▸ **The problem**:
Restate all of the data exactly.

▸ **Supplied entries**:
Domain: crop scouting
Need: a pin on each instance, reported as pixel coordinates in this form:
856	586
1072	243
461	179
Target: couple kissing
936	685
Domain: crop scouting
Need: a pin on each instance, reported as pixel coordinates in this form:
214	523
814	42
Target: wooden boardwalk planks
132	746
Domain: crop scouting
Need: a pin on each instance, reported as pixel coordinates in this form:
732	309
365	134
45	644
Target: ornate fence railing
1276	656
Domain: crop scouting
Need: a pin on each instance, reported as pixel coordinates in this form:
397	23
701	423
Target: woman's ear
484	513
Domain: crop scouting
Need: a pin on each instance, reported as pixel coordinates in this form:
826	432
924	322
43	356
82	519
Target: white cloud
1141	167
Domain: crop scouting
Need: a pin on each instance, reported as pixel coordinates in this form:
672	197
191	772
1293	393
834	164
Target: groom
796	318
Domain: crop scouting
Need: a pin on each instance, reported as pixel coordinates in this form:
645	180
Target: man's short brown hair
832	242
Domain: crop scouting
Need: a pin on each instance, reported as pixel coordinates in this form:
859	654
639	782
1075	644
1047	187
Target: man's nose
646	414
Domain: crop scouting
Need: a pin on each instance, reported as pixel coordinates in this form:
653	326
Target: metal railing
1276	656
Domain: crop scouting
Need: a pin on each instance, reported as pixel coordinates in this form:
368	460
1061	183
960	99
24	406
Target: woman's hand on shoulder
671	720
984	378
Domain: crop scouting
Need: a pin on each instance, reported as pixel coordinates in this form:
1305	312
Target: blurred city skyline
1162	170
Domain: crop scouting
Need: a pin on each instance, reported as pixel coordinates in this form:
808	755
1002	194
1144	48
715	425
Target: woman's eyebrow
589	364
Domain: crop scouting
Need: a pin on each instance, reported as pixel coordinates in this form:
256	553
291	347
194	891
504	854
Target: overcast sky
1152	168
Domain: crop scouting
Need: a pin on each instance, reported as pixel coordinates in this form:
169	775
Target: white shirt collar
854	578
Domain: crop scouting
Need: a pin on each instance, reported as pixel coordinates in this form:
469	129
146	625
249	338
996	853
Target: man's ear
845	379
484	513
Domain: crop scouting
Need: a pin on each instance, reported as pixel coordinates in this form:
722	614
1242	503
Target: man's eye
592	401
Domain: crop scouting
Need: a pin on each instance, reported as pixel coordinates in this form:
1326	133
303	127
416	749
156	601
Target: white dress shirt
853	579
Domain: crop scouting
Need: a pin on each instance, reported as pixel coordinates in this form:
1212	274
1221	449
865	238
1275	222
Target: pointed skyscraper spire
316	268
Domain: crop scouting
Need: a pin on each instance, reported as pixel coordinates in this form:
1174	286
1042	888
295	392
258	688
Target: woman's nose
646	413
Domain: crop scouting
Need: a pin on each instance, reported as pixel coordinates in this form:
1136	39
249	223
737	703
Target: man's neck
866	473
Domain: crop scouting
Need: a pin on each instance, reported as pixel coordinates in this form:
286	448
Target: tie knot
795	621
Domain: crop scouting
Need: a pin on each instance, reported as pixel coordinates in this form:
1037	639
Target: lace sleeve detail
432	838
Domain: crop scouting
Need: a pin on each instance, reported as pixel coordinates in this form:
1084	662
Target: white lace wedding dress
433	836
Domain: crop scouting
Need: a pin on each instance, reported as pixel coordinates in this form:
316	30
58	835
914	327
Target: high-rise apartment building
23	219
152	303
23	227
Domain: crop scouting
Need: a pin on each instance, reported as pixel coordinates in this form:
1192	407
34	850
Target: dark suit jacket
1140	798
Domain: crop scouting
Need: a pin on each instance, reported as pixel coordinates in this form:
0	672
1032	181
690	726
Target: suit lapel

▸ **Response for this exercise**:
Domain: crop scouting
Need: a pin on each instance, reported as pixel coordinates in this form:
856	586
1072	243
461	179
Target: couple kissing
936	685
Domain: crop scouting
Need: a pin on each instance, reported as pixel coordinates in this form:
214	523
814	42
Target: wooden boardwalk planks
132	746
Domain: crop scouting
Need: a pin on each instance, reported as pixel coordinates in this form:
732	309
365	134
45	644
Target: ornate fence railing
1276	656
Domain: crop scouting
Need: a pin on each instance, reported as pixel coordinates in this form:
397	23
701	423
Target: woman's ear
484	513
Domain: crop scouting
Need: a pin on each instance, reported as pixel coordinates in this form:
826	432
924	322
43	356
82	519
Target: white cloud
1141	167
Domain: crop scouting
Need: a pin on each instance, reported as pixel coordinates in this form:
672	197
191	772
1293	393
834	164
Target: groom
796	318
Domain: crop scouting
Need: a pin on each instance, reported as pixel coordinates in this form:
645	180
Target: man's short brown hair
832	242
Domain: crop scouting
Need: a pin on each instance, reported as pixel coordinates in this form:
859	654
639	782
1075	644
1047	187
Target: man's nose
646	414
Domain: crop scouting
Need: a pin on each instance, reported as pixel coordinates in this form:
653	326
Target: metal railing
1276	656
Domain: crop scouting
Need: a pin on each instance, reported as pixel coordinates in this form:
368	460
1061	183
960	99
24	406
Target: woman's hand on shoulder
671	720
984	378
Domain: crop scouting
Need: a pin on each instance, reported as pixel coordinates in this form:
1305	312
Target: blurred city skyline
1162	170
Domain: crop scouting
Need: a pin on each instance, reported as pixel coordinates in this form:
808	755
1002	194
1144	48
715	425
Target: woman's eyebrow
589	364
Domain: crop scouting
Need: a pin on each instance, reported as pixel coordinates in this form:
256	553
291	347
194	891
504	854
Target: overcast sky
1152	168
Domain: crop scouting
Need: a pin on each instance, reported as pixel coordinates in this form:
169	775
Target: white shirt collar
854	578
Domain: crop scouting
Need: a pin on each instance, reported as pixel coordinates in this form:
469	129
146	625
249	338
996	853
Target: man's ear
845	379
484	513
Domain: crop scouting
Need: a pin on each instance, reported as pixel coordinates in this form:
722	614
1242	503
Target: man's eye
592	401
Domain: crop scouting
Need: a pin on each instance, reported as pixel coordinates in this form:
1326	133
303	127
416	749
156	601
Target: white dress shirt
853	579
Domain: crop scouting
Need: a pin on each instance, reported as pixel coordinates in this form:
1212	274
1221	449
865	238
1275	222
Target: pointed skyscraper spire
316	268
Domain: crop scouting
Need: a pin on each instance, reported as pixel coordinates in this form:
1174	286
1042	888
295	392
258	688
Target: woman's nose
646	413
Domain: crop scouting
Need: a pin on each instance, reported as pixel coordinates in this form:
1136	39
249	223
737	703
Target: man's neck
866	473
Domain: crop scouting
Need: a pin on each instance, reported as pixel coordinates in this form:
286	448
Target: tie knot
795	621
Domain: crop scouting
Need: a pin on each instance, reported as pixel coordinates in this form:
1037	639
Target: lace sleeve detail
432	838
Domain: crop scouting
Need: a pin on each instance, reported as pixel coordinates in this form:
1084	662
Target: white lace wedding dress
433	836
Domain: crop scouting
Need: a pin on each instance, reported as pixel coordinates in this form:
316	30
58	835
914	327
Target: high-rise apartment building
23	219
152	303
23	227
Domain: crop scouting
Need: a pin on each instance, reported as pixel coordinates in this form:
1192	407
34	850
Target: dark suit jacket
1140	798
Domain: crop scouting
Need: a pin on each instance, reported as pixel coordinates in this form:
0	672
1032	181
690	726
Target: suit lapel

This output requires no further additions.